** Problem to solve **
Copy, from the data below, each line that has the word "region".

════════════════════

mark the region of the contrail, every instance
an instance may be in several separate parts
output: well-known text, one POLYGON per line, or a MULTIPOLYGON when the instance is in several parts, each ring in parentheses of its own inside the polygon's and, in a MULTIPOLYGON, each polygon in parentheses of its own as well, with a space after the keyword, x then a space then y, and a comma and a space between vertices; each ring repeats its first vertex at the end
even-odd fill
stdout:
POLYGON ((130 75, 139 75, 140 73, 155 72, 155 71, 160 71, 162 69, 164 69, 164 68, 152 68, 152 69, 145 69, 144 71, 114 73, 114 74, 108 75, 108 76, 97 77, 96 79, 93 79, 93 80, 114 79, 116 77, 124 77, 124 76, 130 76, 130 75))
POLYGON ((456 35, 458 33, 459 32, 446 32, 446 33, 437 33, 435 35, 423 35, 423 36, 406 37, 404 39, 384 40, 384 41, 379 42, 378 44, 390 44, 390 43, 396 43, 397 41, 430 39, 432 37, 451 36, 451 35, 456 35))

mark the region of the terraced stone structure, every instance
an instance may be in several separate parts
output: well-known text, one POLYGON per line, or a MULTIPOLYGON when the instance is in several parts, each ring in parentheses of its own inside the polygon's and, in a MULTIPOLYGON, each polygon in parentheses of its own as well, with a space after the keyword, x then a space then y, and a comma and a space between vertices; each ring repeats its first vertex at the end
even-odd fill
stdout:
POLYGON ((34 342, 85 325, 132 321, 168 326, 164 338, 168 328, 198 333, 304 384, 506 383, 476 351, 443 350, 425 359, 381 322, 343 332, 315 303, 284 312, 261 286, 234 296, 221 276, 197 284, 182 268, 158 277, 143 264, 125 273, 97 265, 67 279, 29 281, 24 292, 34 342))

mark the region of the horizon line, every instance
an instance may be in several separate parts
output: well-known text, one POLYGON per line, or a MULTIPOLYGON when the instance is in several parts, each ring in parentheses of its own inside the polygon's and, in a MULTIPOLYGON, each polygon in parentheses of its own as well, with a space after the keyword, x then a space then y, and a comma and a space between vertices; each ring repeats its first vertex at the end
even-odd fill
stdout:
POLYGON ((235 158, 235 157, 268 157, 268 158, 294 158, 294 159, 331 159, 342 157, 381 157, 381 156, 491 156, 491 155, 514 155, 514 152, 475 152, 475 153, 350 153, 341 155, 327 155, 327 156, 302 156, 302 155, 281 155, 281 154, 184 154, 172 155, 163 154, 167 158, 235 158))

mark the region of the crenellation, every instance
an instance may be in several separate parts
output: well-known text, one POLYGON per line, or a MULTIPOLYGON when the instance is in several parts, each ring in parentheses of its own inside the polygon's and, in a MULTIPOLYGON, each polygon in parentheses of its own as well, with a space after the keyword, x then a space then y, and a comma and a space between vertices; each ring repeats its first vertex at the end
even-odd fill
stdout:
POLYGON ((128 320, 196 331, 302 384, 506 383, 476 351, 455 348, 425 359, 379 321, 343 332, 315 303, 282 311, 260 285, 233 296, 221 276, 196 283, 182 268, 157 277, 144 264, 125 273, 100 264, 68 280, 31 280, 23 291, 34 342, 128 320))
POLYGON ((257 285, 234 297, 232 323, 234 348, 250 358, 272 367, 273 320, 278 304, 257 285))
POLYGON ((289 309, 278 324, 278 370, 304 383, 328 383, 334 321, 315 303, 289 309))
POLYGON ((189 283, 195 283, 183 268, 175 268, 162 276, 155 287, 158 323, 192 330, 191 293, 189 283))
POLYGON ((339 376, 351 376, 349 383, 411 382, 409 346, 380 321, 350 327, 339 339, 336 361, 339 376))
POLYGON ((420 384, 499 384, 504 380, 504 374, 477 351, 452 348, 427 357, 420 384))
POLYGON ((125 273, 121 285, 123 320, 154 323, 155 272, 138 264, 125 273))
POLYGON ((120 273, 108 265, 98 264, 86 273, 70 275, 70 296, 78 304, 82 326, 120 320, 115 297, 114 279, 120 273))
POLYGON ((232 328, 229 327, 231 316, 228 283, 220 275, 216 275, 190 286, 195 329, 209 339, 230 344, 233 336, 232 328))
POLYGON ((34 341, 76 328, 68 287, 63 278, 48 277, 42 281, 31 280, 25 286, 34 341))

════════════════════

** Exercise solution **
mark the region of the contrail, every instance
mark the region of the terraced stone structure, every instance
mark the region of the horizon line, every instance
mark the region of the crenellation, every instance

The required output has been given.